===== Entries provided =====

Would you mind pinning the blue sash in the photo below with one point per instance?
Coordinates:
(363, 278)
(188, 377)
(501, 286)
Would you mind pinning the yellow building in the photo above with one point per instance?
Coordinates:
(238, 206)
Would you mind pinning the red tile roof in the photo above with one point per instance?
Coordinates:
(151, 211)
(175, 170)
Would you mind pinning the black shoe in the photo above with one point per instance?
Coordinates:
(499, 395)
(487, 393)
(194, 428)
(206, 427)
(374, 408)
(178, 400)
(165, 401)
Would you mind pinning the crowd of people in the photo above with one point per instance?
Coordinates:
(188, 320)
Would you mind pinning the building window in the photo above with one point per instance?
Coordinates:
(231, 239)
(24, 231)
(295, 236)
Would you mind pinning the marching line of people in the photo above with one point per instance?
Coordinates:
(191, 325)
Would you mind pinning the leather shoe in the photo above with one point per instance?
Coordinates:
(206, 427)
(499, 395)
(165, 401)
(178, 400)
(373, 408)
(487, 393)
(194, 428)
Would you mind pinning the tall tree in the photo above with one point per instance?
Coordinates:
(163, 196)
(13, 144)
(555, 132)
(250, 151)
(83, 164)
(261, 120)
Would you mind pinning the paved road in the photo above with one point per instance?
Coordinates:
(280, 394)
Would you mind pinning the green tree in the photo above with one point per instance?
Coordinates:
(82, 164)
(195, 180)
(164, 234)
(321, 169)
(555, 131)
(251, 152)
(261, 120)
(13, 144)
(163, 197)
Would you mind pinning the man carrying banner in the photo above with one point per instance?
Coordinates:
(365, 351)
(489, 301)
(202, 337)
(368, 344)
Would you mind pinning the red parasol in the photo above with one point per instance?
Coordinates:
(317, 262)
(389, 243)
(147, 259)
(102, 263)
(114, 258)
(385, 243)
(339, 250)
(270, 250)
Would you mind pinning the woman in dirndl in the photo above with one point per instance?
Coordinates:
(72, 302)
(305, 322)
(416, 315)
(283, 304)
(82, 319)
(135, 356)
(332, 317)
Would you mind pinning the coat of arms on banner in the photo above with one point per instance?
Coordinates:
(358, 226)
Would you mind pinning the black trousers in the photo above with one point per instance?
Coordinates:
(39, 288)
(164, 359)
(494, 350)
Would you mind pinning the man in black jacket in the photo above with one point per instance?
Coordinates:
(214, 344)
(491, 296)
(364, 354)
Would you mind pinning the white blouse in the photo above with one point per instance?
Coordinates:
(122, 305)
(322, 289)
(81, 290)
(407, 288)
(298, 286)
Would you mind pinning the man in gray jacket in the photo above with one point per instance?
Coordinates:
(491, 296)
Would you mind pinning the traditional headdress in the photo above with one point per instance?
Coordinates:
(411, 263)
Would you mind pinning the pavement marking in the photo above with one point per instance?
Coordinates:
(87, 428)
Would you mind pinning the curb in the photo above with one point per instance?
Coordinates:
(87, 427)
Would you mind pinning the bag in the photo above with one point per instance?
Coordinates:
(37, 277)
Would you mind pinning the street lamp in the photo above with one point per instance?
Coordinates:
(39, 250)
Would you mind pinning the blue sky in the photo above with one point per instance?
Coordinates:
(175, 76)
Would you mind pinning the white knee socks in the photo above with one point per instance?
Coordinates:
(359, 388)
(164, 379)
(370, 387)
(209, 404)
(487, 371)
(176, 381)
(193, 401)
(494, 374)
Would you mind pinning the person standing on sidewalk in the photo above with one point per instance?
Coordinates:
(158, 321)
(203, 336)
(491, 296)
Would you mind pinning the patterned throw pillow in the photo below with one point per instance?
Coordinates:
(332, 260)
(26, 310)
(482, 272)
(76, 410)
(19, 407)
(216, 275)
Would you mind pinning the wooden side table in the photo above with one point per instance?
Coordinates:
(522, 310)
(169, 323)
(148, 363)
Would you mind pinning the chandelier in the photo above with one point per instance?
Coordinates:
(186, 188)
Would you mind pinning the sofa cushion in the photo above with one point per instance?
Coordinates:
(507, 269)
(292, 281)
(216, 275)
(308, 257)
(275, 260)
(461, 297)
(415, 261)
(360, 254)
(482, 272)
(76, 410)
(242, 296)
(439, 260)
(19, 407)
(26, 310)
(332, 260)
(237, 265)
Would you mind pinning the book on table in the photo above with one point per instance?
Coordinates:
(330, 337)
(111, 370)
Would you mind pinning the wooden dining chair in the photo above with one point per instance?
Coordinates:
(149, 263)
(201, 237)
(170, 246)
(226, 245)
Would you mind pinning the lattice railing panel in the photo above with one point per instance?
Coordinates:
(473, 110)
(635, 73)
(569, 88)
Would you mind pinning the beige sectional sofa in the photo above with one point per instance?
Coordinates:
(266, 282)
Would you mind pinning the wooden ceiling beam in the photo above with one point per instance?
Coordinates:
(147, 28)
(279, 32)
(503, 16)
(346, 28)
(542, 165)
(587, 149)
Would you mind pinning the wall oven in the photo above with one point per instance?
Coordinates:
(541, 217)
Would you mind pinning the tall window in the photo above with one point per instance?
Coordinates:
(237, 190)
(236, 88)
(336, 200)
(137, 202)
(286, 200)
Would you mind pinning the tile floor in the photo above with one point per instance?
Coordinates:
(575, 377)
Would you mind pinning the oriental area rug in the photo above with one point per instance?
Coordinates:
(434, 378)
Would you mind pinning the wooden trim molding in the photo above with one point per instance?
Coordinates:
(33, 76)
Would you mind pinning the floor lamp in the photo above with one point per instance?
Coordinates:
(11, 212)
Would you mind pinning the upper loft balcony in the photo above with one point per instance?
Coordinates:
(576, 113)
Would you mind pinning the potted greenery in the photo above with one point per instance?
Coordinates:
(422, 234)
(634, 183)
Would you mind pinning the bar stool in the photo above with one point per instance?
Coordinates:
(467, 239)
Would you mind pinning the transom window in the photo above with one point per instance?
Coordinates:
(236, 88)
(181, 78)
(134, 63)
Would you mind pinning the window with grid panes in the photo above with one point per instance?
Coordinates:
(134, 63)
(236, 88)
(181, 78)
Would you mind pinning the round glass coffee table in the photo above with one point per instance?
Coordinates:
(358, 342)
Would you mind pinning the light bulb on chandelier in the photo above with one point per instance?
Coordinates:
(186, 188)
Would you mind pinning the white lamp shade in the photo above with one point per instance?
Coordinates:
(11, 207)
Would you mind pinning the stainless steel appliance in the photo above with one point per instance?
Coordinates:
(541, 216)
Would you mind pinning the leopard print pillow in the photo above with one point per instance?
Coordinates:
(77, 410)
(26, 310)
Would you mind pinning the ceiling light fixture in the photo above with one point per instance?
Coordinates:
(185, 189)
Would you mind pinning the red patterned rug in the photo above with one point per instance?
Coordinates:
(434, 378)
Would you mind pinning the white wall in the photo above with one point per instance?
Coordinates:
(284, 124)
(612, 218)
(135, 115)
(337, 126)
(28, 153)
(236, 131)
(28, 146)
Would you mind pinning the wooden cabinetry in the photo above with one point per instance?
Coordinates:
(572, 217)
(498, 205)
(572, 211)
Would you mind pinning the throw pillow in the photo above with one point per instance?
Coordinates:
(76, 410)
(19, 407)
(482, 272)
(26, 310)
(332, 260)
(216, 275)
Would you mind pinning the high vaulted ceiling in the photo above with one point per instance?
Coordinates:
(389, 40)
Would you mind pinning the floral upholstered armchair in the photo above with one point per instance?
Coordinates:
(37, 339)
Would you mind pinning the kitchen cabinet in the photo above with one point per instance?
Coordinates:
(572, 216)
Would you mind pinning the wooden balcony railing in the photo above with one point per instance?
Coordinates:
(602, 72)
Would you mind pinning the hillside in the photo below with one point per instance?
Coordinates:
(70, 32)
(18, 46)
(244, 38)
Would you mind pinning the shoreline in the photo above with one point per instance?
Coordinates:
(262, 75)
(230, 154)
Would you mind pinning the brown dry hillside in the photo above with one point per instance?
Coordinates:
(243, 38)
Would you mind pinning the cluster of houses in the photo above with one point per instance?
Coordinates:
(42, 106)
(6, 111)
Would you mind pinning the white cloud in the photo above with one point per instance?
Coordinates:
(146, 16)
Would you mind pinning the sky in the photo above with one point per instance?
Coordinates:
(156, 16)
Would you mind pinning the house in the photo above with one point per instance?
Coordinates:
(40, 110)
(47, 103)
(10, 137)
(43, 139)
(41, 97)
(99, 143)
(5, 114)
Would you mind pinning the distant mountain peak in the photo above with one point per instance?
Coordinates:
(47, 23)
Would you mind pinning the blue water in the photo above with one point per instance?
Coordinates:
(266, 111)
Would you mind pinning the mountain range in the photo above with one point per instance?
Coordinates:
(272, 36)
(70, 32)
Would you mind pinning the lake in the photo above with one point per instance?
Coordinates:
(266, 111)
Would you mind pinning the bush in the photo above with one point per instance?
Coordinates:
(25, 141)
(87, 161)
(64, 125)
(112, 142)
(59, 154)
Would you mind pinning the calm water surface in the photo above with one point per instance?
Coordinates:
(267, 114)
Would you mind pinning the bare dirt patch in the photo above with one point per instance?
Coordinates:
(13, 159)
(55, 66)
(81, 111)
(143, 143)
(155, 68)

=====

§ **About this exercise**
Copy out all lines of the listing where the word "hillside" appears.

§ **Solution to this exercise**
Would you mind pinning the hillside in the photo below with one point per instance?
Would you mind pinning the brown dry hillside in the photo above with one point per instance?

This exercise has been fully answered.